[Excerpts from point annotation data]
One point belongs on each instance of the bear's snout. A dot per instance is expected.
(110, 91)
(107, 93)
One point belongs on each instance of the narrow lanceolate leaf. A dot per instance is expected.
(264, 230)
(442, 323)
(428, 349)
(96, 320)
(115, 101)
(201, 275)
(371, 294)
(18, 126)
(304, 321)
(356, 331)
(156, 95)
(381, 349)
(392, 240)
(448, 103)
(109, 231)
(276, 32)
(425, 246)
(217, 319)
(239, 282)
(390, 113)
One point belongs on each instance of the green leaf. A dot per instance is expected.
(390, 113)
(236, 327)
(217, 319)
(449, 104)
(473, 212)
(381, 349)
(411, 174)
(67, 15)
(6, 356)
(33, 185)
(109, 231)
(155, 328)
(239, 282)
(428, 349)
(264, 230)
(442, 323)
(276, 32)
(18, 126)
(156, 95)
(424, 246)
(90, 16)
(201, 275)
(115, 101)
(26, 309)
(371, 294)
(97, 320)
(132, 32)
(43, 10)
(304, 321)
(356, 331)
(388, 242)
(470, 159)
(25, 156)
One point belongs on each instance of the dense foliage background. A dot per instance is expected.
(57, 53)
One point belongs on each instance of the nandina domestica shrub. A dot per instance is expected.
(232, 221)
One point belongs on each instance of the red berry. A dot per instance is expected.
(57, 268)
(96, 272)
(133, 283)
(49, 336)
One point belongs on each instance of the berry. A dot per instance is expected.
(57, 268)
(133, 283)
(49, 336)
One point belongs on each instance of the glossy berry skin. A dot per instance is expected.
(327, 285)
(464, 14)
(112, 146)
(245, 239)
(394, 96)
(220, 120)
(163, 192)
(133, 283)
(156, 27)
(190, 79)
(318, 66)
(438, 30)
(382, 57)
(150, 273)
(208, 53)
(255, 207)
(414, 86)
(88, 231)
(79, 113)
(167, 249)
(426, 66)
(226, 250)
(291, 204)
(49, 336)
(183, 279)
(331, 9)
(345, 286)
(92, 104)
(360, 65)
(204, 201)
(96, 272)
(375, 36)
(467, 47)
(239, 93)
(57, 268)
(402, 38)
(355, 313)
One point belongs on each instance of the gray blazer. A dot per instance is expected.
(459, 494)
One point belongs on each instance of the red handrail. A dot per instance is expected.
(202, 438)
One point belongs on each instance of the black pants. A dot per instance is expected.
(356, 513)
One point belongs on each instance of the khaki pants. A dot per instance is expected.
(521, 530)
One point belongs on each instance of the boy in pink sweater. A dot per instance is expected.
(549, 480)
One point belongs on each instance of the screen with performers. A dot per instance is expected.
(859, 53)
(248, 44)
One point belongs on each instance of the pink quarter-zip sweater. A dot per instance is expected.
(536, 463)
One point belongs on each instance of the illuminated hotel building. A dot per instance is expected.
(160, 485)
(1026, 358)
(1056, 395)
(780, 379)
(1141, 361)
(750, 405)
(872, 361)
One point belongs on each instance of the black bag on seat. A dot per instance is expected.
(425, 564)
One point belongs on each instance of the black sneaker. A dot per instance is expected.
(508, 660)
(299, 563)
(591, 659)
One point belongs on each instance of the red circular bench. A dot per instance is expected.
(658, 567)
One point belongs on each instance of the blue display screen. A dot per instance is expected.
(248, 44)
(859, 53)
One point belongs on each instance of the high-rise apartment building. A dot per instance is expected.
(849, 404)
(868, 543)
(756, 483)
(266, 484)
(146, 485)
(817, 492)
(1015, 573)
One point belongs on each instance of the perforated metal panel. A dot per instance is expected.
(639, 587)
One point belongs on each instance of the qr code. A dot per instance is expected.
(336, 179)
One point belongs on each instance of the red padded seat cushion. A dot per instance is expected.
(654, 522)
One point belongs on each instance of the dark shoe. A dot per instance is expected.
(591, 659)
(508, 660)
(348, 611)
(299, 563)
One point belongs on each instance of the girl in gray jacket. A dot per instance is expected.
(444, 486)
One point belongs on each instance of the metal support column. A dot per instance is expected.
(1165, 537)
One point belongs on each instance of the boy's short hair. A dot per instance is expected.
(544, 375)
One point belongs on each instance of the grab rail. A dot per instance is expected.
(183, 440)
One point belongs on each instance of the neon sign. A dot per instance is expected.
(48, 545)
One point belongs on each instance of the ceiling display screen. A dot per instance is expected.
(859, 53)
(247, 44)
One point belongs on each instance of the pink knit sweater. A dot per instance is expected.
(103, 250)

**Work to do**
Resize the part of the data that opens with the line containing "One point belongs on each instance of the girl" and closes with the line containing "(1165, 537)": reproduce every line in it, requests included, with each coordinate in the answer points multiplied by 1.5 and rounded to a whole number, halves rounded up. Return only those lines.

**Result of the task**
One point belongs on each instance of the girl in gray jacket. A dot per instance is expected.
(666, 729)
One point belongs on each instance of the metal support column. A dot per instance is expected.
(1748, 806)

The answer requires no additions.